(Records contained in a dataset)
┌──
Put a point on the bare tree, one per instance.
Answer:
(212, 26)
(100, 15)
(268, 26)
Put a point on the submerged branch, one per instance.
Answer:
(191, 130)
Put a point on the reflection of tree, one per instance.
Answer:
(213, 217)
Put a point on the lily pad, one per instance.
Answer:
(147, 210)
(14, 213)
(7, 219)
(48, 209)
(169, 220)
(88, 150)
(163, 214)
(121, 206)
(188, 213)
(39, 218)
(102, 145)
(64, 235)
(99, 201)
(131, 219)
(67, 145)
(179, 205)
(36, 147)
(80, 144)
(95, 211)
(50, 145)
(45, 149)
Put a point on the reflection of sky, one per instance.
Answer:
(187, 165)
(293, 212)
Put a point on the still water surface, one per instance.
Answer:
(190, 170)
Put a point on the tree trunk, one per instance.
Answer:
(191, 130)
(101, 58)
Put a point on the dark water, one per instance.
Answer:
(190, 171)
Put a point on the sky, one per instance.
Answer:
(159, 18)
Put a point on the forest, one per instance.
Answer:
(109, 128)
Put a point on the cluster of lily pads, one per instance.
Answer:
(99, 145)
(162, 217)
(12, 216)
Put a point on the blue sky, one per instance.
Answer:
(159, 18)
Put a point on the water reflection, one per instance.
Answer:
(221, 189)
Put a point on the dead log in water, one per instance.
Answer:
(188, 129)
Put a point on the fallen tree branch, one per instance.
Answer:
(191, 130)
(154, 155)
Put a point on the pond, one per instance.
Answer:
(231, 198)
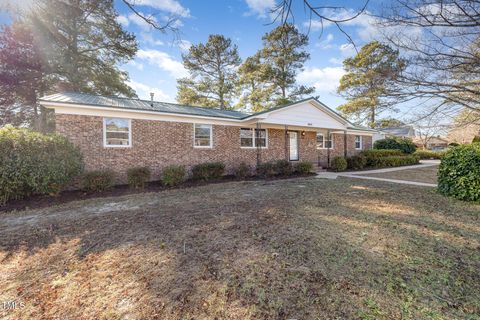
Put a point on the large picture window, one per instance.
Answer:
(202, 135)
(323, 142)
(358, 142)
(252, 138)
(117, 132)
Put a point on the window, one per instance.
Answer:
(117, 132)
(358, 142)
(323, 142)
(252, 138)
(202, 136)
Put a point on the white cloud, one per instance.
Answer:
(123, 20)
(148, 37)
(326, 42)
(135, 64)
(347, 50)
(260, 7)
(335, 61)
(164, 61)
(143, 91)
(323, 79)
(171, 6)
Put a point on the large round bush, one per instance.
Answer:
(34, 163)
(459, 173)
(404, 144)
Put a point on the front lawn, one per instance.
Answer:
(425, 174)
(302, 248)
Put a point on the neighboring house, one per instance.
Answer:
(465, 133)
(433, 143)
(402, 132)
(119, 133)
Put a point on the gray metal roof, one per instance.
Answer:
(143, 105)
(403, 131)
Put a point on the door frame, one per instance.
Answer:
(298, 146)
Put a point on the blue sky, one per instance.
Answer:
(158, 61)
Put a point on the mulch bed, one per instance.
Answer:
(42, 201)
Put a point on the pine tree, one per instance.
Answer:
(369, 81)
(84, 44)
(284, 53)
(212, 67)
(254, 87)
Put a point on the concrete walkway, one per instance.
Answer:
(360, 174)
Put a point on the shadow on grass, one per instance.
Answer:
(279, 249)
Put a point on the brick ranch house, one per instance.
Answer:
(120, 133)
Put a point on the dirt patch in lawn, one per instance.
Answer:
(42, 201)
(285, 249)
(425, 174)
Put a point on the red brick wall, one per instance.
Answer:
(157, 144)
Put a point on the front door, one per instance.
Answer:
(293, 144)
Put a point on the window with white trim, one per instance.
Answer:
(252, 138)
(117, 132)
(202, 135)
(358, 142)
(323, 142)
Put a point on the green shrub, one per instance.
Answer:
(427, 154)
(98, 180)
(303, 167)
(404, 144)
(395, 161)
(138, 177)
(372, 155)
(243, 171)
(208, 171)
(283, 168)
(459, 173)
(356, 162)
(174, 175)
(339, 164)
(266, 169)
(34, 163)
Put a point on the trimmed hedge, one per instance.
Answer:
(34, 163)
(427, 154)
(459, 173)
(303, 167)
(404, 144)
(208, 171)
(138, 177)
(339, 164)
(371, 156)
(174, 175)
(98, 180)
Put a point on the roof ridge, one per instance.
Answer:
(147, 101)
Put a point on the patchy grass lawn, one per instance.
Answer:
(286, 249)
(426, 174)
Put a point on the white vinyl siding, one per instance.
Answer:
(202, 135)
(117, 132)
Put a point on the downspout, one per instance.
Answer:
(257, 136)
(328, 148)
(287, 142)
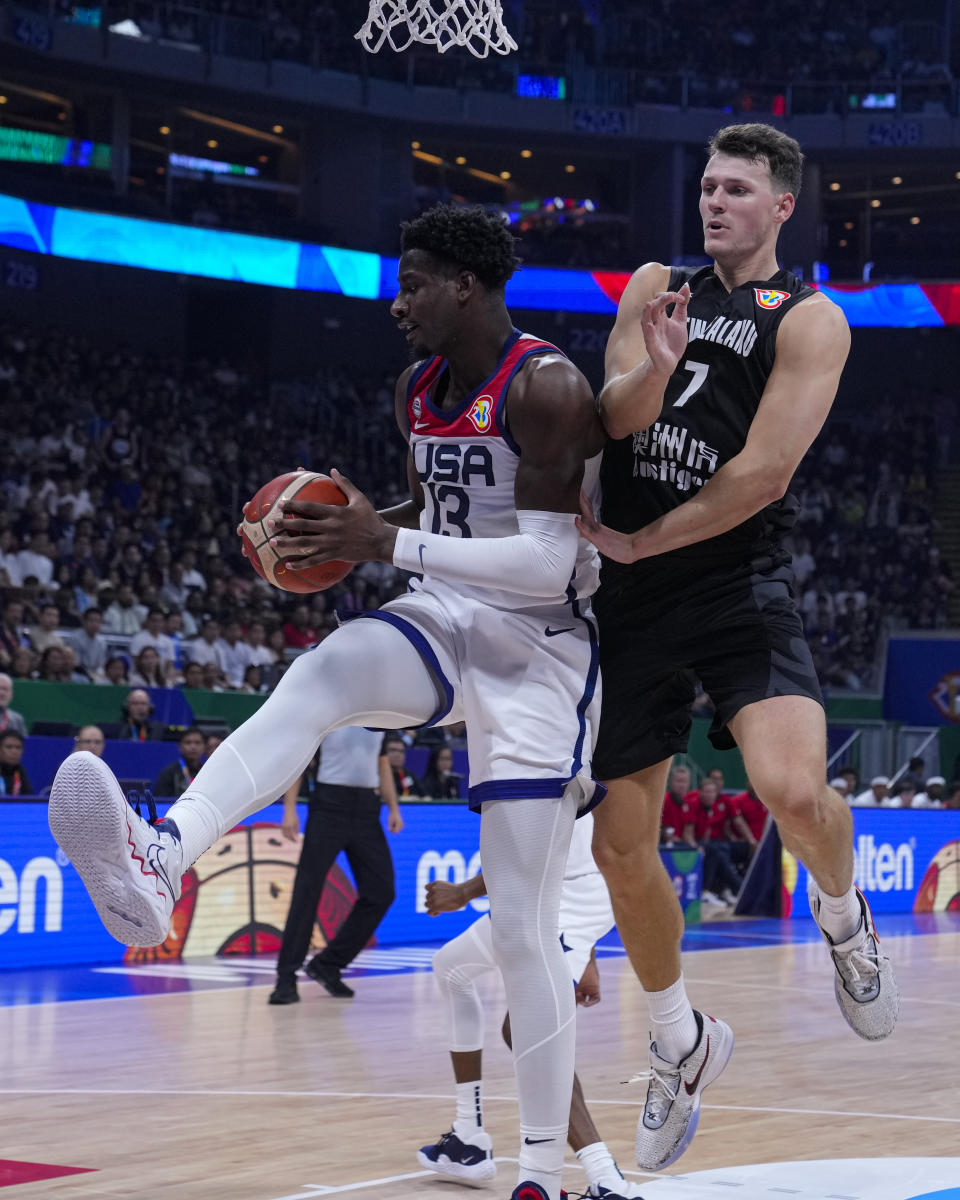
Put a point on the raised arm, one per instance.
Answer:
(406, 515)
(811, 348)
(642, 353)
└──
Retype the entries exactly, skipping every picture.

• **Your response**
Put a point on the bare tree, one per instance.
Answer:
(212, 26)
(100, 15)
(268, 26)
Put a point on the submerged branch, one per instance.
Answer:
(191, 130)
Put a point on the reflection of tree, one per instance.
Answer:
(213, 217)
Put a point on the lily pad, one per instance.
Answer:
(147, 210)
(14, 213)
(7, 219)
(48, 209)
(169, 220)
(88, 150)
(163, 214)
(121, 206)
(188, 213)
(39, 218)
(102, 145)
(64, 235)
(99, 201)
(131, 219)
(67, 145)
(179, 205)
(36, 147)
(80, 144)
(95, 211)
(50, 145)
(45, 149)
Put a point on the reflection of sky, one per instance.
Answer:
(187, 165)
(293, 212)
Put a point on the still water surface, one per instance.
Answer:
(190, 170)
Put a point on the tree trunk, one per instance.
Answer:
(191, 130)
(101, 58)
Put a point on the dark water, one per instance.
Answer:
(190, 171)
Put a point on the sky, one per instance.
Answer:
(159, 18)
Put a point on the forest, one per instance.
Answer:
(109, 128)
Put a point on the cluster of lily pads, one per instance.
Answer:
(99, 145)
(162, 217)
(12, 216)
Put a point on the blue sky, one per instance.
Answer:
(159, 18)
Put a point on the water reflection, one per instance.
Answer:
(221, 189)
Put a point on the dead log in water, one per instance.
Answer:
(188, 129)
Put a point on the fallen tree branch, one per instance.
Answer:
(191, 130)
(154, 155)
Put a point on the pond, one per instance.
Answer:
(231, 198)
Put a point on the large picture window, one per instance.
Answer:
(202, 135)
(323, 142)
(358, 142)
(252, 138)
(117, 132)
Put a point on the window, one per instance.
Answer:
(117, 132)
(358, 142)
(323, 142)
(252, 138)
(202, 136)
Put a point on the white cloud, one per instance.
Answer:
(123, 20)
(148, 37)
(326, 42)
(135, 64)
(347, 50)
(260, 7)
(335, 61)
(164, 61)
(143, 91)
(323, 79)
(171, 6)
Put a point on the large round bush, one per instance.
Answer:
(34, 163)
(459, 173)
(404, 144)
Put a point on the front lawn, one per instance.
Answer:
(425, 174)
(302, 248)
Put a point on the neighboring house, one per instance.
Answer:
(465, 133)
(433, 143)
(402, 132)
(119, 133)
Put a point on the gray metal roof, one per instance.
Answer:
(143, 105)
(403, 131)
Put a point on the door frame, one per instance.
Answer:
(298, 146)
Put a point on the blue sky, one per instance.
Answer:
(158, 61)
Put a point on the mulch bed, one per instance.
Answer:
(42, 201)
Put a point on the pine tree, one per instance.
Answer:
(369, 81)
(84, 44)
(284, 53)
(212, 67)
(254, 87)
Put a point on the concrete walkway, one per instance.
Answer:
(360, 174)
Put a point on the shadow on grass, one per instance.
Answer:
(279, 249)
Put a point on the brick ranch house, one per instance.
Answer:
(120, 133)
Put a point on the dirt patch in lawn, one per instance.
Answer:
(42, 201)
(285, 249)
(425, 174)
Put a point on the red brick wall, one per instance.
Answer:
(157, 144)
Put a point on the front door, one per instance.
Answer:
(293, 144)
Put a point on the window with white trim, one per instance.
Answer:
(252, 138)
(117, 132)
(202, 135)
(358, 142)
(323, 142)
Put a point on the green shrub, one per instance.
Answer:
(427, 154)
(98, 180)
(303, 167)
(404, 144)
(395, 161)
(138, 177)
(372, 155)
(243, 171)
(208, 171)
(283, 168)
(459, 173)
(356, 162)
(174, 175)
(339, 164)
(266, 169)
(34, 163)
Put a point on the trimmed hedge, one per instance.
Answer:
(34, 163)
(427, 154)
(459, 173)
(303, 167)
(404, 144)
(208, 171)
(138, 177)
(339, 164)
(371, 156)
(174, 175)
(98, 180)
Put a point on the roof ridge, one per instance.
Answer:
(147, 101)
Put a point on the patchy grass lawn, one per instance.
Answer:
(286, 249)
(426, 174)
Put a point on the white vinyl siding, one per instance.
Answer:
(202, 135)
(117, 132)
Put a point on the downspout, one per instance.
Answer:
(257, 136)
(328, 148)
(287, 142)
Put a point on the raised arm, one per instance.
Answer:
(406, 515)
(811, 348)
(642, 353)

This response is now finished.